→ What is needed: Transcribe every line of the items below word for word, leaving the pictures out.

** Start of Supplied data **

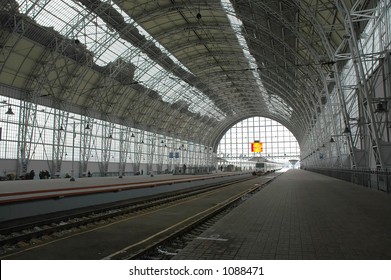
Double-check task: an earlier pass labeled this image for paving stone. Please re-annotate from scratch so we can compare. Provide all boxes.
[175,170,391,260]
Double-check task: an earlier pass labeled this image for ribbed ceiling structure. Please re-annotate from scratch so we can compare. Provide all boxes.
[0,0,376,149]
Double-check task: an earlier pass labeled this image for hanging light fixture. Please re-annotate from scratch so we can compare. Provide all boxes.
[375,102,387,113]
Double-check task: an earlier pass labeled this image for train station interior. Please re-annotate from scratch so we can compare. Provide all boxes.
[0,0,391,260]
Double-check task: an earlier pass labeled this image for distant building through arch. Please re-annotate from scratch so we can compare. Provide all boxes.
[217,117,300,170]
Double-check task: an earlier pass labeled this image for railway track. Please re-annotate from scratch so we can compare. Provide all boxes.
[105,174,275,260]
[0,174,264,258]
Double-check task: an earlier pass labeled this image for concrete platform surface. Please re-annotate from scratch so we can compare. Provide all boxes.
[175,170,391,260]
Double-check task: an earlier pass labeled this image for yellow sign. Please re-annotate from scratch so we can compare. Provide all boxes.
[251,141,263,153]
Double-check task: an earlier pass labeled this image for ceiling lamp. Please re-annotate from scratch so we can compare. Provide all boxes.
[375,102,386,113]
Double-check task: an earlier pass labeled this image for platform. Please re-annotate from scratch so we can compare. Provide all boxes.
[175,170,391,260]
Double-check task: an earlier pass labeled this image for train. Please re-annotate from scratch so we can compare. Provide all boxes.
[255,162,283,173]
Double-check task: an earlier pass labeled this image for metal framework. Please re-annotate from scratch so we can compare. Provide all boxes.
[0,0,391,176]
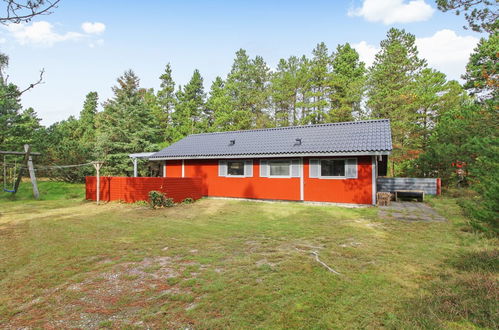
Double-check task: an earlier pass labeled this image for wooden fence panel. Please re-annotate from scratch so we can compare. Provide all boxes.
[376,178,440,195]
[85,176,203,203]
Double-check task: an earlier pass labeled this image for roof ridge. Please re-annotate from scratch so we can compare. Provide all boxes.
[188,119,390,136]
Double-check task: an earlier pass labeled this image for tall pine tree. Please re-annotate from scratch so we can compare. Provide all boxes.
[97,70,161,176]
[328,43,366,122]
[367,28,426,174]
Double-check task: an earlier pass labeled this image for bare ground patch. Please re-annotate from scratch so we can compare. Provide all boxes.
[5,256,204,328]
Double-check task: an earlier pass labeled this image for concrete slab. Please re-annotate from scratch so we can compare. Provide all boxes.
[378,202,447,222]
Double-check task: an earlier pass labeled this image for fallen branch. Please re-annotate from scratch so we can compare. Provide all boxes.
[310,251,341,275]
[295,247,341,275]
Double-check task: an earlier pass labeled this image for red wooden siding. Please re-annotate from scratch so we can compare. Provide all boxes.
[86,176,203,203]
[304,156,372,204]
[166,156,372,204]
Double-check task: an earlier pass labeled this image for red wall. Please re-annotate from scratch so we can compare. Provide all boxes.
[166,156,372,204]
[304,156,372,204]
[85,176,203,203]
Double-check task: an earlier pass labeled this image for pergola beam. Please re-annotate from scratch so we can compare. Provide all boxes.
[0,150,41,156]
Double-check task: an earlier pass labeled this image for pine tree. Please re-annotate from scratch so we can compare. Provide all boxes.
[270,56,307,126]
[154,63,177,143]
[413,68,466,151]
[97,70,161,175]
[463,33,499,102]
[303,42,331,124]
[327,43,366,122]
[367,28,426,174]
[172,69,206,141]
[225,49,270,129]
[78,92,99,144]
[206,77,251,132]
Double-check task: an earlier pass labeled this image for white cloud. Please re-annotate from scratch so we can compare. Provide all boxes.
[81,22,106,34]
[352,29,479,79]
[348,0,435,24]
[352,41,379,66]
[416,29,479,79]
[88,39,104,48]
[7,21,84,46]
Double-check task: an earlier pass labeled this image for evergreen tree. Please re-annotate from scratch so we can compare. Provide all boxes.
[225,49,270,129]
[302,42,331,124]
[97,70,161,176]
[154,63,177,143]
[78,92,99,144]
[413,68,465,150]
[328,43,366,122]
[0,53,43,151]
[206,77,251,131]
[172,69,206,141]
[463,33,499,102]
[367,28,426,174]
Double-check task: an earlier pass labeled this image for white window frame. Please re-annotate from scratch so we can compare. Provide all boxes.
[266,158,292,179]
[317,157,359,180]
[225,159,246,178]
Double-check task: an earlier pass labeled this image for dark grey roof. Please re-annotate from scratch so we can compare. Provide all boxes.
[150,119,392,159]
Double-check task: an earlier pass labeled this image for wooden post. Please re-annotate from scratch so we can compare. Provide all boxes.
[24,144,40,199]
[132,158,138,178]
[13,144,31,194]
[92,162,103,205]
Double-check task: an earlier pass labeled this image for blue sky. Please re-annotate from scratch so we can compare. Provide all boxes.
[0,0,481,125]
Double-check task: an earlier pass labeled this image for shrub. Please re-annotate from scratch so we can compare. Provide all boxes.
[149,190,175,209]
[133,201,149,206]
[182,197,194,204]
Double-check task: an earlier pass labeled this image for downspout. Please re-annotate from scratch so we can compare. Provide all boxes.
[300,157,305,201]
[132,158,138,178]
[371,156,377,205]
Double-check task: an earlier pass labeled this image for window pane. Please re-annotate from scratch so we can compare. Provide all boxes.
[321,159,345,176]
[227,161,244,175]
[269,160,290,176]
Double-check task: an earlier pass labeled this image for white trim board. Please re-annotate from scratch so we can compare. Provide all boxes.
[149,151,391,161]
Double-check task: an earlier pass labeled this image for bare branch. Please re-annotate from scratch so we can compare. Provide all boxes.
[2,69,45,97]
[0,0,61,24]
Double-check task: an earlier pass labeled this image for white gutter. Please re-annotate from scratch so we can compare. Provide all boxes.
[300,157,305,201]
[149,151,391,161]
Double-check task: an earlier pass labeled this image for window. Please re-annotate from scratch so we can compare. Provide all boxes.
[227,160,244,176]
[269,160,291,176]
[321,159,345,176]
[309,158,357,179]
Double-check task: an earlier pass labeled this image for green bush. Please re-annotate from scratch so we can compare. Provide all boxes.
[182,197,194,204]
[149,190,175,209]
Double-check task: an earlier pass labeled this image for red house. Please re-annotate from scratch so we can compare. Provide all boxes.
[150,119,392,204]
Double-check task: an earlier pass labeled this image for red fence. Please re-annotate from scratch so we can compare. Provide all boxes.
[85,176,203,203]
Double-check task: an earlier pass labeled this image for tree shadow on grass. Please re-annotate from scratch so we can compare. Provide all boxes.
[397,249,499,329]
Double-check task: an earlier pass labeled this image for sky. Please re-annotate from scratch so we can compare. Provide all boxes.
[0,0,482,125]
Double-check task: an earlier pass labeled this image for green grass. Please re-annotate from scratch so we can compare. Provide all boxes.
[0,182,499,328]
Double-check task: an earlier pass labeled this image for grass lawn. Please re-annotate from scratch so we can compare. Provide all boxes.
[0,182,499,329]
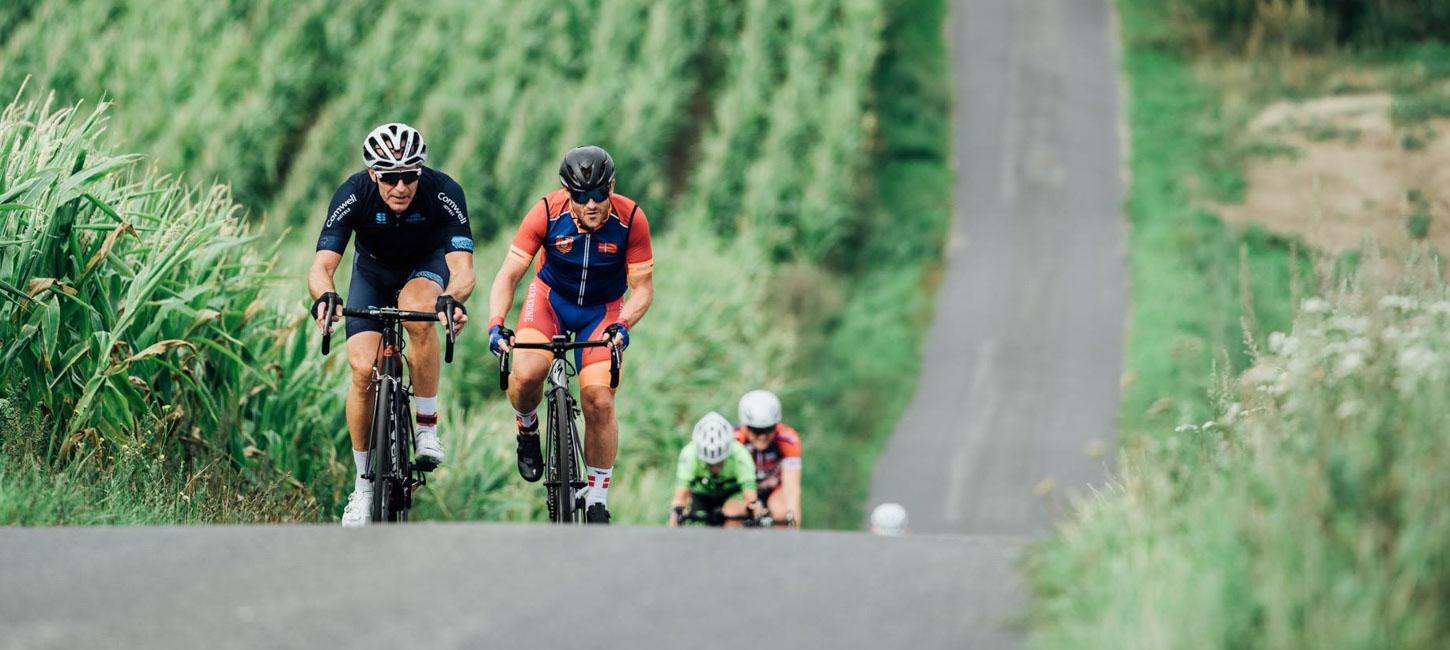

** End of Supplied data **

→ Task result:
Double-check task: an earlier pass labeled this image for paving stone. Please re-annotate from scratch so we can compare. Provide all boxes.
[175,170,391,260]
Double-check task: an earlier pass labeled this image for ribbed ceiling structure. Please re-annotate from scratch so we can compare. Provide all boxes.
[0,0,376,149]
Double-check task: an earlier pass labeled this image for hanging light fixture. Please re-annotate from scratch so we can compare. Provide all boxes.
[375,102,387,113]
Double-check task: an earlier pass labeled this image for train station interior. Please re-annotate from scratch so we can compare. Provide all boxes.
[0,0,391,260]
Double-check task: an earlier pass labeled this image for distant building through arch. Please re-annotate from scratch so we can compare. Provide all boxes.
[217,117,300,170]
Double-check task: an earlier pass labeled this image for railway track. Please re-annotate from scratch so we can compare. Provide all boxes.
[105,174,275,260]
[0,174,264,258]
Double-check task: an earlier pass labeled this image for concrete platform surface. Please re-annotate from scratch so we can compare. Provide all boxes.
[175,170,391,260]
Double-check task: an earlier pass labeled this image for yellow sign. Please re-annotate from scratch so we can compare. Provide all boxes.
[251,141,263,153]
Double-check task: an earlier pass labeled this image for ceiling lamp. Please re-annotate from scratch so we can compare. Provide all boxes.
[375,102,386,113]
Double-check task: an earlier pass labeled this image for platform. Please re-annotate from scratch so we can compare. Provide all boxes.
[175,170,391,260]
Double-check task: an earlier pass labeled this image for train. Please re-annotate from scratch so we can compare. Provide all boxes.
[255,162,283,173]
Double-check task: an earlier pass labeled this image for metal framework. Please re-annotate from scratch so we can compare. Provide all boxes.
[0,0,391,176]
Double-check task: an earlier pass labeled this image for wooden fence panel. Please re-annotate from scratch so we can compare. Provide all boxes.
[376,178,440,195]
[85,176,203,203]
Double-check task: an earlier pass labeled this image for roof ridge. Please re-annotate from scratch so we can compare. Provide all boxes.
[188,119,390,136]
Double-check task: an earlier pass labeled this image for tall pine tree. Please re-annotate from scratch so we can compare. Provide all boxes.
[97,70,161,176]
[328,43,366,122]
[367,28,426,174]
Double-check task: an earlier pass labeled this image for bare ground patch. Please re-annotate from scratch so we can compare. Provide all boxes.
[5,256,204,328]
Double-check task: an earlier pass labeled this image for concrete slab. Please re-annotate from scratch so we can compare. Provide all boxes.
[378,202,447,222]
Double-check task: an earlier pass labeled this image for fallen branch. Please re-annotate from scratch so we can compare. Provide all boxes.
[310,251,341,275]
[295,247,341,275]
Double-check task: an earlier pass labeled this image for red wooden siding. Please re-annotate from scratch so we can compare. Provide all boxes.
[86,176,203,203]
[304,156,372,204]
[166,156,372,204]
Double-check task: an earlier pass labeled this image for red wall. Please re-annotate from scratch so we can compare. Provide all boxes.
[166,156,372,204]
[304,156,372,204]
[85,176,203,203]
Double-check task: an earlier pass labeled this image for pergola beam. Please re-annotate from scratch so we can compare. Provide all boxes.
[0,150,41,156]
Double-check task: an earlier pass labeled this image for pine tree. Please re-annotate from scratch so we can compare. Provide all boxes.
[270,56,307,126]
[154,63,177,143]
[413,68,466,151]
[97,70,161,175]
[463,33,499,102]
[303,42,331,124]
[327,43,366,122]
[367,28,426,174]
[172,69,206,141]
[225,49,270,129]
[78,92,99,144]
[206,77,251,132]
Double-check task: an earlier pass labeled this image for white cloud. Please re-annotate from scratch so we can compare. Provide all boxes.
[81,22,106,34]
[352,29,479,79]
[348,0,435,24]
[352,41,379,66]
[416,29,479,79]
[88,39,104,48]
[7,21,84,46]
Double-check task: an earlier pass labeled this image for evergreen tree. Please re-annotate from scratch so we can compare. Provide all boxes.
[225,49,270,129]
[302,42,331,124]
[97,70,161,176]
[154,63,177,143]
[78,92,99,144]
[413,68,465,150]
[328,43,366,122]
[0,53,43,151]
[206,77,251,131]
[172,69,206,141]
[463,33,499,102]
[367,28,426,174]
Double-check task: an earlier pass labeled this image for white window frame. Please re-annotate from scratch so we can compare. Provide all boxes.
[266,158,292,179]
[317,157,359,180]
[225,159,246,178]
Double-check task: an earlier pass labeled this image for dark grey roof. Please re-annotate from scratch so we can compare. Provide all boxes.
[150,119,392,159]
Double-check task: an earlier pass labeled this image for wooden post. Please re-annotate from scratch so we can compare. Provide all boxes.
[24,144,40,199]
[132,158,138,178]
[13,144,31,194]
[92,162,103,205]
Double-check task: an earlier pass labeled this image for blue sky. Please re-annotate from scratch so we can compare. Provide all boxes.
[0,0,481,125]
Double-check task: an earlier pass labeled this image for shrub. Please re-annotate from scratch so we can compare. Provide all boxes.
[149,190,175,209]
[133,201,149,206]
[182,197,194,204]
Double-check task: an earlier pass labeled this image for downspout. Please re-annotate from scratch so we can compare. Provide all boxes.
[300,157,305,201]
[132,158,138,178]
[371,156,377,205]
Double-check task: an earlier pass labeled this image for window pane. Please re-annotate from scratch so we can compare. Provide all boxes.
[321,159,345,176]
[227,161,244,175]
[269,160,290,176]
Double-check task: an earlier pass labeled this image for white trim board. Please re-annotate from scratch so we can compare. Provide all boxes.
[149,151,391,161]
Double-check task: an earlier pass labeled this image for bare branch. Please re-annotate from scratch so we can compare. Provide all boxes.
[2,69,45,97]
[0,0,61,24]
Double-check task: an earlier pass labeled this image for white gutter. Please re-annotate from scratch so we can compare. Provide all boxes.
[300,157,305,201]
[149,151,391,161]
Double-check task: an earlier pass labeled this image for window. Please re-annotate from scratch so we can compare. Provide all boxes.
[227,160,244,176]
[269,160,291,176]
[321,159,345,176]
[309,158,357,179]
Double-check task: an earlier pass labeled this image for green bush. Please re-annotate from scratch so we can compare. Provide all boxes.
[182,197,194,204]
[149,190,175,209]
Double-check task: an earlier pass labeled this image for red house. Please re-annotate from scratch so we can compare. Provide all boxes.
[150,119,392,204]
Double-check task: an earlier pass labeled this image for red fence. Please re-annotate from scratch so we can compare. Provide all boxes.
[85,176,203,203]
Double-check task: an earlier pass labeled this image for tree shadow on grass. Please re-annotate from scratch so we can compare. Provide all boxes.
[397,249,499,329]
Double-check task: an earlier pass labeled this image for sky. Please re-annotate from scratch so we can compare. Provide all boxes.
[0,0,482,125]
Double-check task: an earlier pass labeled this image for green grass. Please re-annotate from scratch so we can compare. Provide all boxes.
[0,182,499,328]
Double-check task: an earlier pass labeled this image for grass lawn. Please re-annotate from scratch so we can compare. Provide all boxes.
[0,182,499,329]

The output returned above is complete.